-- Stated exercise --
In the listing, locate the line containing "light with a point in the photo above.", then quote it and all following lines exactly. Omit pictures.

-- Material for this exercise --

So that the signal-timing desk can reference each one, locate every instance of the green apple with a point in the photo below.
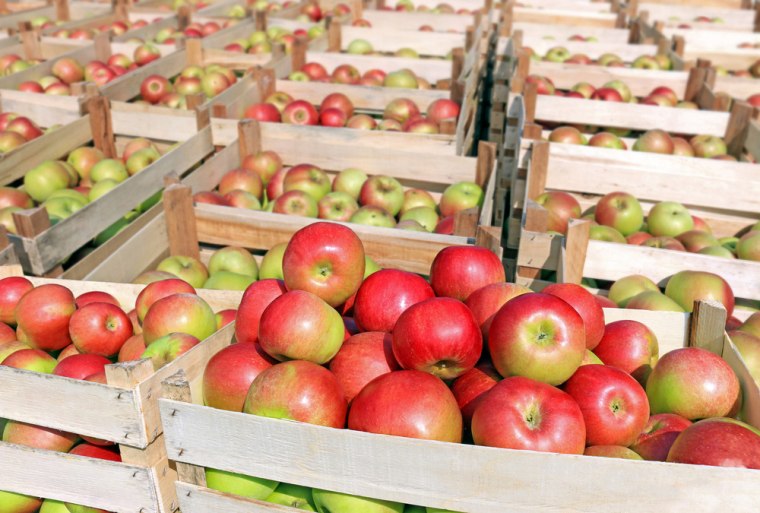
(298, 497)
(669, 219)
(239, 484)
(234, 259)
(45, 179)
(110, 169)
(271, 264)
(335, 502)
(227, 280)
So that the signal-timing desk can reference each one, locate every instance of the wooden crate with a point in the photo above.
(725, 194)
(124, 412)
(42, 247)
(452, 476)
(182, 228)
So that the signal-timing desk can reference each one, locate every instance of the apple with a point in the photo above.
(298, 325)
(239, 484)
(718, 442)
(43, 315)
(686, 287)
(100, 328)
(439, 336)
(12, 289)
(657, 437)
(538, 336)
(561, 207)
(458, 271)
(693, 383)
(521, 413)
(326, 259)
(179, 313)
(298, 390)
(185, 268)
(407, 403)
(167, 348)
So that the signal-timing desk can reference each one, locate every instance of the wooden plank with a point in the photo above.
(322, 455)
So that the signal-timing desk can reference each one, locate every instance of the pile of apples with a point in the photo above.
(46, 329)
(618, 217)
(560, 54)
(67, 71)
(465, 357)
(210, 81)
(261, 42)
(305, 190)
(348, 74)
(337, 110)
(15, 130)
(64, 187)
(651, 141)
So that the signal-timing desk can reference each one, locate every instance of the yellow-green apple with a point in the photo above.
(300, 326)
(239, 484)
(179, 313)
(326, 259)
(294, 496)
(385, 295)
(439, 336)
(630, 346)
(158, 290)
(629, 286)
(298, 390)
(686, 287)
(537, 336)
(229, 374)
(487, 300)
(234, 259)
(561, 207)
(718, 442)
(43, 315)
(442, 109)
(383, 191)
(611, 451)
(655, 440)
(654, 141)
(401, 110)
(132, 349)
(185, 268)
(337, 206)
(168, 348)
(38, 437)
(708, 146)
(46, 178)
(362, 358)
(408, 403)
(100, 328)
(271, 264)
(669, 219)
(12, 289)
(521, 413)
(35, 360)
(694, 383)
(458, 271)
(256, 299)
(80, 366)
(141, 159)
(614, 406)
(621, 211)
(587, 307)
(749, 347)
(653, 300)
(336, 502)
(350, 181)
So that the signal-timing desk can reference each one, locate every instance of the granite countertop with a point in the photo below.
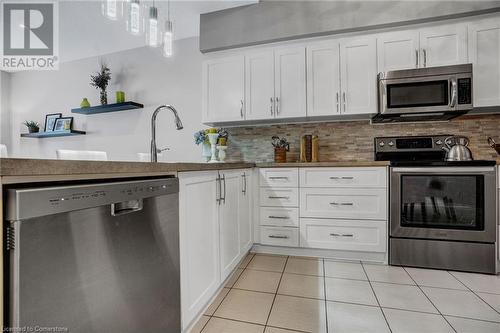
(46, 170)
(324, 164)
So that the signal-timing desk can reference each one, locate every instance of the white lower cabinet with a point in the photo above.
(351, 235)
(215, 230)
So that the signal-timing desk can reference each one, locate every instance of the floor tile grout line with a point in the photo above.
(276, 294)
(472, 291)
(376, 298)
(422, 291)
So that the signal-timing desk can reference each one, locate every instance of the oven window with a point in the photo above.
(444, 202)
(418, 94)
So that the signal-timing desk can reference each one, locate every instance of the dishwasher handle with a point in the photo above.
(126, 207)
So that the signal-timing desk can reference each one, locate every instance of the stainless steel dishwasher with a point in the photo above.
(94, 257)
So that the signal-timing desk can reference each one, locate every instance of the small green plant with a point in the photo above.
(33, 126)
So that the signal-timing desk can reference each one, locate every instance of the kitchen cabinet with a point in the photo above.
(358, 73)
(398, 50)
(199, 241)
(259, 85)
(484, 54)
(323, 79)
(290, 82)
(224, 89)
(443, 45)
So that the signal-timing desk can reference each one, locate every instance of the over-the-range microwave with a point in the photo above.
(433, 93)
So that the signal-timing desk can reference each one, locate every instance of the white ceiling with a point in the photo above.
(85, 32)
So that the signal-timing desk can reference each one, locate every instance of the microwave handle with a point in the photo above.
(453, 87)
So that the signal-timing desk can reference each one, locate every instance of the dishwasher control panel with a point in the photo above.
(33, 202)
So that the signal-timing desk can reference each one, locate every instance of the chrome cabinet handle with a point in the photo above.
(453, 101)
(337, 100)
(342, 203)
(343, 177)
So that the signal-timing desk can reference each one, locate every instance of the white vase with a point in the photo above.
(206, 150)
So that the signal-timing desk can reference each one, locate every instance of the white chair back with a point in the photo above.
(84, 155)
(3, 151)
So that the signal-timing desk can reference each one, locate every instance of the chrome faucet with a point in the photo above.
(178, 125)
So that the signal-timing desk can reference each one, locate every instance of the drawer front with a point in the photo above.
(343, 177)
(351, 235)
(368, 204)
(279, 177)
(277, 216)
(279, 197)
(279, 236)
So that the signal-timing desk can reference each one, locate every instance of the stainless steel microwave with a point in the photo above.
(431, 93)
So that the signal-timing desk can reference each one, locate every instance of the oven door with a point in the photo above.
(450, 203)
(437, 93)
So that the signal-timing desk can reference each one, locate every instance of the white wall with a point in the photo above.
(144, 75)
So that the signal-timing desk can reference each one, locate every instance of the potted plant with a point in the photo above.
(100, 81)
(33, 126)
(281, 146)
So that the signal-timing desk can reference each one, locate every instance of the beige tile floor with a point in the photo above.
(280, 294)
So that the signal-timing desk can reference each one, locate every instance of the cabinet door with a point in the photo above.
(259, 78)
(358, 65)
(228, 222)
(245, 210)
(223, 89)
(397, 50)
(290, 82)
(484, 54)
(443, 45)
(199, 241)
(323, 79)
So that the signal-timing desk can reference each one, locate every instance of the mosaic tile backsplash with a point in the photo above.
(353, 141)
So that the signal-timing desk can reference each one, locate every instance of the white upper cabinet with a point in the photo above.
(398, 50)
(443, 45)
(323, 79)
(290, 82)
(358, 72)
(484, 54)
(224, 89)
(259, 79)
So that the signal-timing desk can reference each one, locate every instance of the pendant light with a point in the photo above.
(152, 31)
(168, 35)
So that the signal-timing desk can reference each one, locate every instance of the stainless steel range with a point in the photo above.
(442, 213)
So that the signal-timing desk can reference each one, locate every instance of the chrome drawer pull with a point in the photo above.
(341, 235)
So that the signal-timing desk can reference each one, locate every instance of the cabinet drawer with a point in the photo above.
(343, 177)
(344, 203)
(352, 235)
(277, 216)
(279, 197)
(280, 236)
(279, 177)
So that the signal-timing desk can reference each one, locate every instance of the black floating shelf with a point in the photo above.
(108, 108)
(41, 135)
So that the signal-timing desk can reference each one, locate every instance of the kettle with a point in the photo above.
(457, 149)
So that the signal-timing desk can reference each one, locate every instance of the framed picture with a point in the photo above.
(63, 124)
(50, 121)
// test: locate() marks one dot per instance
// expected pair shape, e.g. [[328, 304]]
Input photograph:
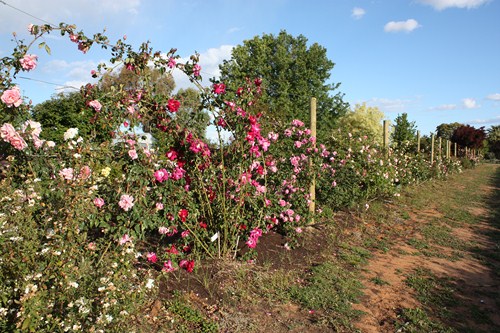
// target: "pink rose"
[[125, 239], [66, 173], [168, 266], [99, 202], [28, 62], [133, 154], [96, 105], [12, 97], [126, 202]]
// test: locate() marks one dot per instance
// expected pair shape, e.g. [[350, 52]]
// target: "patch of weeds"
[[418, 244], [189, 319], [436, 293], [379, 281], [441, 235], [381, 244], [354, 256], [417, 321], [330, 290]]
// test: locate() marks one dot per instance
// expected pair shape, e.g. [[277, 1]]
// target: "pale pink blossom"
[[10, 135], [126, 202], [96, 105], [28, 62], [12, 97]]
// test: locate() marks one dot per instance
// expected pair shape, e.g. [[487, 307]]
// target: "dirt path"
[[467, 260]]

-- Full output --
So that the signal-timing desk can reference each one, locate every instance of the pendant light with a point in the photo above.
(152, 31)
(168, 35)
So that the signal-timing desk can reference each one, locate every instance of the stainless steel range with a point in the photo above.
(442, 213)
So that the signal-timing desk can reference each one, locate every instance of the chrome drawer pull with a point in the photo above.
(341, 235)
So that the signal-timing desk can reference each one, locate every instance of the cabinet drawer with a point in the photo above.
(343, 177)
(344, 203)
(352, 235)
(277, 216)
(279, 197)
(280, 236)
(279, 177)
So that the signal-timing desk can reference each one, locate every instance of the black floating shelf with a point in the photo above.
(108, 108)
(41, 135)
So that the signal-timing desk can reference each one, locate every instance of the kettle with a point in the photo above.
(457, 149)
So that the signal-timing desk can reference each one, locate every instance of the framed picture with a point in the photo above.
(63, 124)
(50, 121)
// test: locate() marks one dot per instance
// expected pair shape, e.g. [[328, 304]]
Input photograph:
// target: "pink rose"
[[125, 239], [66, 173], [168, 266], [99, 202], [28, 62], [133, 154], [96, 105], [12, 97], [126, 202]]
// test: locate() marks one dot per instance
// expected pair shape, e.g. [[350, 52]]
// target: "patch of weeds"
[[418, 244], [189, 319], [436, 293], [379, 281], [441, 235], [381, 244], [354, 256], [417, 321], [330, 290]]
// test: locate() marks one dot per instance
// expected pair shape, e.g. [[277, 1]]
// target: "pale pink blossom"
[[10, 135], [126, 202], [96, 105], [28, 62], [12, 97]]
// test: locate() marks one dot per instance
// expected pair shape, e.g. [[487, 307]]
// target: "dirt path"
[[467, 260]]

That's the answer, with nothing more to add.